§ **Work task**
Every entry, start to finish, should be printed verbatim without pictures.

□ □ □ □ □ □ □

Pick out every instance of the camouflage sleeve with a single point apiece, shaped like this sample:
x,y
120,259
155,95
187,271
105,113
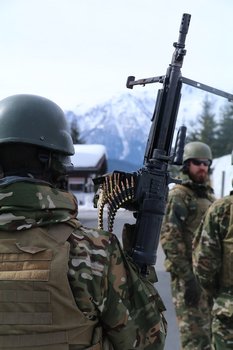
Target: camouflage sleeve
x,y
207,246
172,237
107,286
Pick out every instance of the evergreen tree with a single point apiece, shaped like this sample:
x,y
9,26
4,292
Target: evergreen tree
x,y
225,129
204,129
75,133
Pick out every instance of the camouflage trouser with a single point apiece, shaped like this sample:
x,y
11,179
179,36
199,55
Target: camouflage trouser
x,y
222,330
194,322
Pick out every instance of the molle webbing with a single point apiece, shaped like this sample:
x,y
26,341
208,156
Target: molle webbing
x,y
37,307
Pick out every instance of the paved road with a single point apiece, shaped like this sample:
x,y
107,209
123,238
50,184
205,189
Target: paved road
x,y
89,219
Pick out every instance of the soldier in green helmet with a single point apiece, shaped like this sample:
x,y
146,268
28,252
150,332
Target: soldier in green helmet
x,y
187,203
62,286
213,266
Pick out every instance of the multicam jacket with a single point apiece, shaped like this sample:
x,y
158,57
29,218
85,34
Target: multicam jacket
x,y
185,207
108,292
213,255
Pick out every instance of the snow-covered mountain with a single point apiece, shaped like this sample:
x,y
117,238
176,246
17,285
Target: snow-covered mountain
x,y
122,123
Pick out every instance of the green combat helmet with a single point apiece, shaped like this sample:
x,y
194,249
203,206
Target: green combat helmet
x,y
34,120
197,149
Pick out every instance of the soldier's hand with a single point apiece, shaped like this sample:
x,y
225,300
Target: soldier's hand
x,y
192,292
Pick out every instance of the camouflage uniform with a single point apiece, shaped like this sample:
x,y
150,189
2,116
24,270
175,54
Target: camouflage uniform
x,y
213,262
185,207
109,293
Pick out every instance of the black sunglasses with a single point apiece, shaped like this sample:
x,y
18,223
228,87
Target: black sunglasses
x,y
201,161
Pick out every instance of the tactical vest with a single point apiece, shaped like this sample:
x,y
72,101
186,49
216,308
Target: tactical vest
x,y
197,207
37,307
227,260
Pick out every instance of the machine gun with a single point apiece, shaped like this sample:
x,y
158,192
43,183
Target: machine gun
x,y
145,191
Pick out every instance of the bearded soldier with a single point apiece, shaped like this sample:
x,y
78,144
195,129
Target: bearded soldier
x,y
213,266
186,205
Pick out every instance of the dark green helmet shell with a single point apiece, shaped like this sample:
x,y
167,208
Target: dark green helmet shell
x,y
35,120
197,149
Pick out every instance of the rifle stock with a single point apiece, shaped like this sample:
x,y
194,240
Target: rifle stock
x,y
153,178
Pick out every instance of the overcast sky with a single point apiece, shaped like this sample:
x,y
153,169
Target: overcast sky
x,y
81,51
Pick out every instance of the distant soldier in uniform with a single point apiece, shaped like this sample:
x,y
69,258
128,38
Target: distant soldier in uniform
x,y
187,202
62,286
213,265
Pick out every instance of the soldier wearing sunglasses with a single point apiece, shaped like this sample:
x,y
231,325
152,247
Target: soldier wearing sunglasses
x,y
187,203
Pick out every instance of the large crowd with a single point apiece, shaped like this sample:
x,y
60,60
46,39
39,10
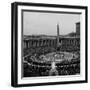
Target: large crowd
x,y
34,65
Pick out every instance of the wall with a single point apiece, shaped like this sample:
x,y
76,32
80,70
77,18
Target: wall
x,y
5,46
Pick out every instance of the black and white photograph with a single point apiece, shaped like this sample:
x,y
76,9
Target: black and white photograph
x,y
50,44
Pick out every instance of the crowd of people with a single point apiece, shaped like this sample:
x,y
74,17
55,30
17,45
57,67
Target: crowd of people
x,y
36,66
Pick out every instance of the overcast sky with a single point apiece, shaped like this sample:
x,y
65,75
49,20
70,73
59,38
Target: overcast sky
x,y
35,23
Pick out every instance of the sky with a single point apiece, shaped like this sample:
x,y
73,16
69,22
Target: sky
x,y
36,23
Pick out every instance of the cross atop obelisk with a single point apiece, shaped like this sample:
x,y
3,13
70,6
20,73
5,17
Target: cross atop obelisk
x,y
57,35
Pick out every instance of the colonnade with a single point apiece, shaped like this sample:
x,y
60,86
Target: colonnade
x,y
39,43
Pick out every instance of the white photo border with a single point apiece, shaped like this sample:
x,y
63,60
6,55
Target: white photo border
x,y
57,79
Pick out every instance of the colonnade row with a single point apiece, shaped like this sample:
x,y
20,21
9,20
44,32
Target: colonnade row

□ □ □ □ □ □ □

§ **Exercise result**
Pick out every instance of the camouflage sleeve with a single point apiece, shaped like this sample:
x,y
120,259
155,95
187,271
105,113
Target: camouflage sleeve
x,y
207,246
172,237
107,286
Pick out every instance of the evergreen tree with a single point apiece, shaped like this sample:
x,y
9,26
4,292
Target: evergreen tree
x,y
225,129
204,129
75,133
Pick out every instance of the camouflage trouser with a single point apiece, shaped like this sample:
x,y
11,179
179,36
199,55
Target: camouflage trouser
x,y
222,330
194,322
Pick out every instance of the molle webbing with a single point apiece, shaped like this sample:
x,y
26,341
208,156
Target: molle webbing
x,y
37,307
Pick out every instance of the paved road with a single point apiece, shaped like this sample:
x,y
107,209
123,238
50,184
205,189
Target: paved road
x,y
89,219
Pick out every instance of the soldier in green helmet with a single point apiece, shaped like this sample:
x,y
146,268
28,252
150,332
Target: soldier in green helmet
x,y
187,203
62,286
213,266
Pick out every instance of the multicam jacket with a single point apiece, shaped like this sample:
x,y
158,57
29,218
85,34
Target: multicam jacket
x,y
185,207
108,292
213,255
Pick out every instance of the snow-covered mountain with a single point apiece, shaped like this sample:
x,y
117,238
176,246
17,285
Target: snow-covered mountain
x,y
122,123
Pick out every instance of the green combat helmet with a single point apiece, shaped like this sample:
x,y
194,249
203,206
Target: green combat helmet
x,y
34,120
197,149
Pick out every instance of the soldier's hand with a single point apiece, shaped like this sample:
x,y
225,300
Target: soldier's hand
x,y
192,292
Pick out every instance of the camouflage uniform with a single point apiece, shaped like this sample:
x,y
150,189
2,116
24,270
175,54
Target: camouflage uniform
x,y
213,262
185,207
109,293
Pick out every instance of the black sunglasses with a single point apiece, shaped like this sample:
x,y
18,223
228,87
Target: black sunglasses
x,y
201,161
Pick out every instance of the tactical vest with a single point apiece, shaped like this sample:
x,y
72,101
186,49
216,308
Target: tactical vest
x,y
197,207
37,307
227,260
Pick out every instance of the machine gun with a single point apiece, shaped like this sample:
x,y
158,192
43,183
Target: machine gun
x,y
145,191
Pick out every instance of the bearded soldier with a single point apiece, shaped like this sample:
x,y
78,144
195,129
Target: bearded soldier
x,y
213,266
186,205
Pick out every instance of the dark green helmet shell with a single point apiece, shaped like this sample:
x,y
167,208
Target: dark green helmet shell
x,y
35,120
197,149
Pick out every instance of the rifle stock with a single point apiece, shaped like this sample:
x,y
194,240
Target: rifle stock
x,y
153,178
Pick out every instance of the overcast sky with a single point apiece, shaped like this sample:
x,y
153,169
Target: overcast sky
x,y
81,51
Pick out every instance of the distant soldier in uniform with a single point apiece, shaped like this sample:
x,y
69,258
128,38
Target: distant soldier in uniform
x,y
187,202
62,286
213,265
Pick out every instance of the soldier wearing sunglasses with a single point apiece, shaped like this sample:
x,y
231,325
152,247
Target: soldier wearing sunglasses
x,y
187,203
Pick out every instance of the large crowd with a single point apiece, shaped like this sample:
x,y
60,60
46,39
39,10
Target: large crowd
x,y
34,65
Pick out every instance of the wall with a single point apiece, shaped like this sample:
x,y
76,32
80,70
77,18
Target: wall
x,y
5,46
Pick out every instance of the black and white photograph with a single point apiece, shaped like this sample:
x,y
76,9
Target: black and white photograph
x,y
50,44
Pick out every instance of the crowd of people with a single point apiece, shaped like this sample:
x,y
74,17
55,30
17,45
57,67
Target: crowd of people
x,y
36,66
Pick out every instance of the overcast sky with a single point apiece, shaped like this sample:
x,y
65,75
49,20
70,73
59,38
Target: overcast sky
x,y
35,23
Pick out every instance of the sky with a single point apiece, shaped like this sample:
x,y
73,16
69,22
Target: sky
x,y
36,23
Pick out every instance of the cross atop obelisk with a single point apiece, shaped like this sample:
x,y
3,13
70,6
20,73
5,17
Target: cross atop obelisk
x,y
57,35
Pick out every instance of the colonnade with a single point apiece, shaped like this sample:
x,y
60,86
Target: colonnade
x,y
39,43
Pick out every instance of the white photo border with a single point apiece, shaped like this sample:
x,y
63,60
6,55
Target: white photo border
x,y
57,79
Pick out every instance of the colonnade row with a single point apiece, shaped like this sample:
x,y
20,21
9,20
44,32
Target: colonnade row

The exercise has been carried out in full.